(Gestellte Aufgaben):
a: Schreiben Sie aus dem Auszug über China den Abschnitt von „Vorbemerkung“ bis einschließlich „Exportweltmeister abgelöst haben.“ wörtlich ab.
b: Fassen Sie bitte den Auszug über China in zwei Sätzen zusammen.

(Vorliegender Auszug):

Ein Lehrstück über alten und neuen Imperialismus, einen sozialistischen Gegenentwurf und seine Fehler, die Geburt einer kapitalistischen Gesellschaft und den Aufstieg einer neuen Großmacht

Vorbemerkung

Als China im November 2001 in die WTO eintrat, nahm die westliche Öffentlichkeit mehr oder weniger erstaunt zur Kenntnis, dass sich das bevölkerungsreichste Land der Welt, ein ehemals sozialistisches Entwicklungsland, in den letzten Jahren zum sechstgrößten Industriestaat und zu einer respektablen Exportnation gemausert hat. 2009 sind auch solche Mitteilungen schon wieder überholt: China ist inzwischen die drittgrößte Volkswirtschaft der Welt und wird Deutschland bald als Exportweltmeister abgelöst haben.

(Ausgangsdaten):
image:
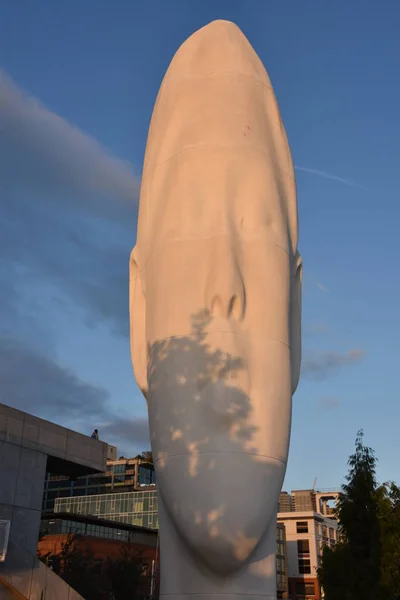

(Lösungen):
a:
Vorbemerkung

Als China im November 2001 in die WTO eintrat, nahm die westliche Öffentlichkeit mehr oder weniger erstaunt zur Kenntnis, dass sich das bevölkerungsreichste Land der Welt, ein ehemals sozialistisches Entwicklungsland, in den letzten Jahren zum sechstgrößten Industriestaat und zu einer respektablen Exportnation gemausert hat. 2009 sind auch solche Mitteilungen schon wieder überholt: China ist inzwischen die drittgrößte Volkswirtschaft der Welt und wird Deutschland bald als Exportweltmeister abgelöst haben.

b: Als China im November 2001 der WTO beitrat, stellte die westliche Öffentlichkeit erstaunt fest, dass das bevölkerungsreichste Land der Welt sich vom ehemals sozialistischen Entwicklungsland zum sechstgrößten Industriestaat und zu einer respektablen Exportnation entwickelt hatte. 2009 ist China bereits die drittgrößte Volkswirtschaft der Welt und wird Deutschland bald als Exportweltmeister abgelöst haben.